▶ **Data records**

----

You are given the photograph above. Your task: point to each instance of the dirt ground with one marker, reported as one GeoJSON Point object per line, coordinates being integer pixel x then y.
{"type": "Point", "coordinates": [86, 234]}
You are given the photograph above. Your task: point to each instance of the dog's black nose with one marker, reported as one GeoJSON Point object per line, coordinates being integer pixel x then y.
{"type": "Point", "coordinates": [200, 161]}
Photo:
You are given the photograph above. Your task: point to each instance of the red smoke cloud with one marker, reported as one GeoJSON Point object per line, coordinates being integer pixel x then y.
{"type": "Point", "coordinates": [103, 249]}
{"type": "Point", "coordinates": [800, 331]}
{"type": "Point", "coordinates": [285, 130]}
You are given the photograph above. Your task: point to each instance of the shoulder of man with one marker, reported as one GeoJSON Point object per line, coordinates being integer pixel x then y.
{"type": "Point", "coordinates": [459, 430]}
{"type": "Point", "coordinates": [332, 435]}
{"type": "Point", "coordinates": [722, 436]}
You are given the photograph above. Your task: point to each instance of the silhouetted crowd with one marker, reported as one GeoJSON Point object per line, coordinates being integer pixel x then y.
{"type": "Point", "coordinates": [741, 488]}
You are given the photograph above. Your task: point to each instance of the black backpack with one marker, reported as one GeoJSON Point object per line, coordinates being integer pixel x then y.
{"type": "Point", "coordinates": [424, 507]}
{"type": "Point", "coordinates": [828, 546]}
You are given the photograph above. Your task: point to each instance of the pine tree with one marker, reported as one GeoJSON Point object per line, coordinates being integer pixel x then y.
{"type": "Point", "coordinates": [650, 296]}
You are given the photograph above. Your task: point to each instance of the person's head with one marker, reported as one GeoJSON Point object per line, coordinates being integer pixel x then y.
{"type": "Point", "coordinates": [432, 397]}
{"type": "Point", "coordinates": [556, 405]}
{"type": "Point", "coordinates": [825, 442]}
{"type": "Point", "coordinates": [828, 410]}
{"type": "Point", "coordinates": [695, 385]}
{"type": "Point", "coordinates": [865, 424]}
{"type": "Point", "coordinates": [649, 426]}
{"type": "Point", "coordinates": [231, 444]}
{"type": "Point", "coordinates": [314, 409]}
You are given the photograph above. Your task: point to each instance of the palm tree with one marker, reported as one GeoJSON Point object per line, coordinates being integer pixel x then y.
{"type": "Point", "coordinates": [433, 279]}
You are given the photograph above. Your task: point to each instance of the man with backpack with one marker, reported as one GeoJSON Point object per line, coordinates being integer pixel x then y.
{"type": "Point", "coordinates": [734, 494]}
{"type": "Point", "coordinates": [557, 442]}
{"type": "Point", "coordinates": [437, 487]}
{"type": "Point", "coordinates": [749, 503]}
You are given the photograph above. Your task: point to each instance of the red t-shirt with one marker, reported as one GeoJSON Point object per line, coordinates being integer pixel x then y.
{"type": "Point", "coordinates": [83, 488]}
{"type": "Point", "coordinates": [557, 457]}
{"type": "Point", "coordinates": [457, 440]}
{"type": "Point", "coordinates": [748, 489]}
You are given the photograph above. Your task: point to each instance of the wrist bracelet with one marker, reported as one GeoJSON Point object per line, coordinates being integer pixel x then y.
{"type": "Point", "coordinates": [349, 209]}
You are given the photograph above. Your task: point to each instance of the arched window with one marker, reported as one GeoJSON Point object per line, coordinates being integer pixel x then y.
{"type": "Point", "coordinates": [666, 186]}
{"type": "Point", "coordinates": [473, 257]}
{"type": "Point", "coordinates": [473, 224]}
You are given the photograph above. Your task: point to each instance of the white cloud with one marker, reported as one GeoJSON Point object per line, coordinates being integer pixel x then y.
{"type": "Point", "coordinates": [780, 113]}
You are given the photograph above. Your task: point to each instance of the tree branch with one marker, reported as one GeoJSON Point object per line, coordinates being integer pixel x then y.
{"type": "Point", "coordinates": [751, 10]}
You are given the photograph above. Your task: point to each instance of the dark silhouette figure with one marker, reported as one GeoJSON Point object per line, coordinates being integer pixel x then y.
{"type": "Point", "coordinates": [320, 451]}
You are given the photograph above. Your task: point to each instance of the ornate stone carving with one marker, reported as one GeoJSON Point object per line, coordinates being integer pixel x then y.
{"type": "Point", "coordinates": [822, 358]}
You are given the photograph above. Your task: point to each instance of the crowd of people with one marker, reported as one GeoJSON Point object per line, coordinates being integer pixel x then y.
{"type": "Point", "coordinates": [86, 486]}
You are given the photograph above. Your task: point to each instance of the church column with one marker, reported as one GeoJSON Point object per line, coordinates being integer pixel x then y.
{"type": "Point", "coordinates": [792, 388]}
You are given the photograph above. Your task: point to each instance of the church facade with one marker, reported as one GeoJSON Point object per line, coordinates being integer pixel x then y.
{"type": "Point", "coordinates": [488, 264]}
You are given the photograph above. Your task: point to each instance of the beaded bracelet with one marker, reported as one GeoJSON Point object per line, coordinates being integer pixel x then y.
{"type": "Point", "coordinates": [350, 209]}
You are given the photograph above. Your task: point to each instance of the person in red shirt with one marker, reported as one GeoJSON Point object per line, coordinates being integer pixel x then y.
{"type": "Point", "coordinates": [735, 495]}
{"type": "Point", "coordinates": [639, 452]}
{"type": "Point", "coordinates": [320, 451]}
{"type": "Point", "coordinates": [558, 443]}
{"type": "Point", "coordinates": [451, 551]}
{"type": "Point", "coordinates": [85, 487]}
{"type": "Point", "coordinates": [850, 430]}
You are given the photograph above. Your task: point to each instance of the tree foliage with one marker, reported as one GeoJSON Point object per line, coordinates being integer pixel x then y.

----

▶ **Exercise**
Reproduce exactly, with nothing added, the lines from the one that contains "of the beaded" to the end of the data.

▶ **Solution to this exercise**
You are given the photograph above. Your task: point to each instance of the beaded bracelet with one marker, reported as one GeoJSON Point object per line, coordinates being integer pixel x then y.
{"type": "Point", "coordinates": [350, 209]}
You are given the photograph above. Your task: point to each instance of the person in red shirt with one marker, reported as one GeoJSON Point object per line, coordinates being integer pixel x then y.
{"type": "Point", "coordinates": [735, 495]}
{"type": "Point", "coordinates": [639, 452]}
{"type": "Point", "coordinates": [320, 451]}
{"type": "Point", "coordinates": [558, 443]}
{"type": "Point", "coordinates": [451, 551]}
{"type": "Point", "coordinates": [85, 487]}
{"type": "Point", "coordinates": [850, 430]}
You are given the photograph above. Your task: point to each instance of the tree foliage with one marker, reported as one GeoJSON Point object per line, coordinates being integer pixel x then y.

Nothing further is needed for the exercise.